- **Data for processing**:

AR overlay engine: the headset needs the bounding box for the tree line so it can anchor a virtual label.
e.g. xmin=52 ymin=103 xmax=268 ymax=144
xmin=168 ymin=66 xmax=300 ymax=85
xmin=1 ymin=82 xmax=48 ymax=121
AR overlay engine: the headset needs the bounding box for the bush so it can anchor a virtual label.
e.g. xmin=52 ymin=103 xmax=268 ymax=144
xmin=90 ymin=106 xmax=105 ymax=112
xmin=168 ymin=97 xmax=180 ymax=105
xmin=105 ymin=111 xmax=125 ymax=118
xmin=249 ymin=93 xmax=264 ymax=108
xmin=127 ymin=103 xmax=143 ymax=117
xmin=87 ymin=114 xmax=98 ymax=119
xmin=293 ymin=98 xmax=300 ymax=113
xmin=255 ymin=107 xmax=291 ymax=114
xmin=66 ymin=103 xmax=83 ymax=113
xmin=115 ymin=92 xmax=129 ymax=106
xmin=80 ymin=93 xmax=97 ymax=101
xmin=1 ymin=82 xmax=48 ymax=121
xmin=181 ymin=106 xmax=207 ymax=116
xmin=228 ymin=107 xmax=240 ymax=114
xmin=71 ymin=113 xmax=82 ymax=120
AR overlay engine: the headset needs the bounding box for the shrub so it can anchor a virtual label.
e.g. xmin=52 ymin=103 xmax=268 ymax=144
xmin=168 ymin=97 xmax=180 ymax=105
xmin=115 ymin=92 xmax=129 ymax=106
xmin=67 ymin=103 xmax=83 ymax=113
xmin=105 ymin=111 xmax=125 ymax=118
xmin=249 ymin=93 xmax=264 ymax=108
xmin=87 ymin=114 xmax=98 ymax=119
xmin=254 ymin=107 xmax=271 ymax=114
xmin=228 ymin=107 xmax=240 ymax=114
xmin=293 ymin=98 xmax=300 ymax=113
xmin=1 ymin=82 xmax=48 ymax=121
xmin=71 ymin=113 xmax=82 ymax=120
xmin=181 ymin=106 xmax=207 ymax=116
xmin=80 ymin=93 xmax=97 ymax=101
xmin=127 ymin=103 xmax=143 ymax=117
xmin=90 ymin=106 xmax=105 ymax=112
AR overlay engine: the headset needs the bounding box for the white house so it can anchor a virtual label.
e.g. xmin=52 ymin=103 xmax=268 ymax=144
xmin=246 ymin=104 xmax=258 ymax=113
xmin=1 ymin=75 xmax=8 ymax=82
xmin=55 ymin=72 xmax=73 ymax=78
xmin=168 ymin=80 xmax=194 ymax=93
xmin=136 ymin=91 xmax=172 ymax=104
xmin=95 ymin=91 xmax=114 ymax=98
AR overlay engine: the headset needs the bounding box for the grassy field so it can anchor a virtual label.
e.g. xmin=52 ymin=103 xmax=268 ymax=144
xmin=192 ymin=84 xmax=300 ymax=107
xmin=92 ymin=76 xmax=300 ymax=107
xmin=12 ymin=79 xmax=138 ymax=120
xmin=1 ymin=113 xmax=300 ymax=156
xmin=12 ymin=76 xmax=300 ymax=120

- **What is needed**:
Copy all of the material above, line for line, with no changes.

- **Result of this exercise**:
AR overlay engine: the headset needs the bounding box for the tree line so it can anchor a virtual label.
e.g. xmin=52 ymin=103 xmax=268 ymax=144
xmin=168 ymin=66 xmax=300 ymax=85
xmin=1 ymin=82 xmax=48 ymax=121
AR overlay engine: the headset needs the bounding box for the bush so it can anchor a virtual label.
e.g. xmin=52 ymin=103 xmax=268 ymax=144
xmin=90 ymin=106 xmax=105 ymax=112
xmin=168 ymin=97 xmax=180 ymax=105
xmin=105 ymin=111 xmax=125 ymax=118
xmin=249 ymin=93 xmax=264 ymax=108
xmin=127 ymin=103 xmax=143 ymax=117
xmin=87 ymin=114 xmax=98 ymax=119
xmin=293 ymin=98 xmax=300 ymax=113
xmin=255 ymin=107 xmax=291 ymax=114
xmin=66 ymin=103 xmax=83 ymax=113
xmin=115 ymin=92 xmax=129 ymax=106
xmin=80 ymin=93 xmax=97 ymax=101
xmin=1 ymin=82 xmax=48 ymax=121
xmin=181 ymin=106 xmax=207 ymax=116
xmin=228 ymin=107 xmax=240 ymax=114
xmin=71 ymin=113 xmax=82 ymax=120
AR overlay engine: the headset needs the bounding box for the shrub so it can anchor a virtual label.
e.g. xmin=52 ymin=103 xmax=268 ymax=144
xmin=168 ymin=97 xmax=180 ymax=105
xmin=115 ymin=92 xmax=129 ymax=106
xmin=67 ymin=103 xmax=83 ymax=113
xmin=105 ymin=111 xmax=125 ymax=118
xmin=249 ymin=93 xmax=264 ymax=108
xmin=87 ymin=114 xmax=98 ymax=119
xmin=254 ymin=107 xmax=271 ymax=114
xmin=228 ymin=107 xmax=240 ymax=114
xmin=293 ymin=98 xmax=300 ymax=113
xmin=1 ymin=82 xmax=48 ymax=121
xmin=71 ymin=113 xmax=82 ymax=120
xmin=181 ymin=106 xmax=207 ymax=116
xmin=80 ymin=93 xmax=97 ymax=101
xmin=127 ymin=103 xmax=143 ymax=117
xmin=90 ymin=106 xmax=105 ymax=112
AR overlay engine: the headset needs the bounding box for the white house so it can anchor a virtual label.
e.g. xmin=52 ymin=103 xmax=268 ymax=144
xmin=246 ymin=104 xmax=258 ymax=113
xmin=1 ymin=75 xmax=8 ymax=82
xmin=55 ymin=72 xmax=73 ymax=78
xmin=168 ymin=80 xmax=194 ymax=93
xmin=136 ymin=91 xmax=172 ymax=104
xmin=95 ymin=91 xmax=114 ymax=98
AR overlay engine: the headset needs the bounding box for the grassy field so it can anchor a virtual label.
e.g. xmin=52 ymin=103 xmax=268 ymax=144
xmin=192 ymin=84 xmax=300 ymax=107
xmin=92 ymin=76 xmax=300 ymax=107
xmin=12 ymin=79 xmax=138 ymax=120
xmin=1 ymin=113 xmax=300 ymax=156
xmin=12 ymin=76 xmax=300 ymax=120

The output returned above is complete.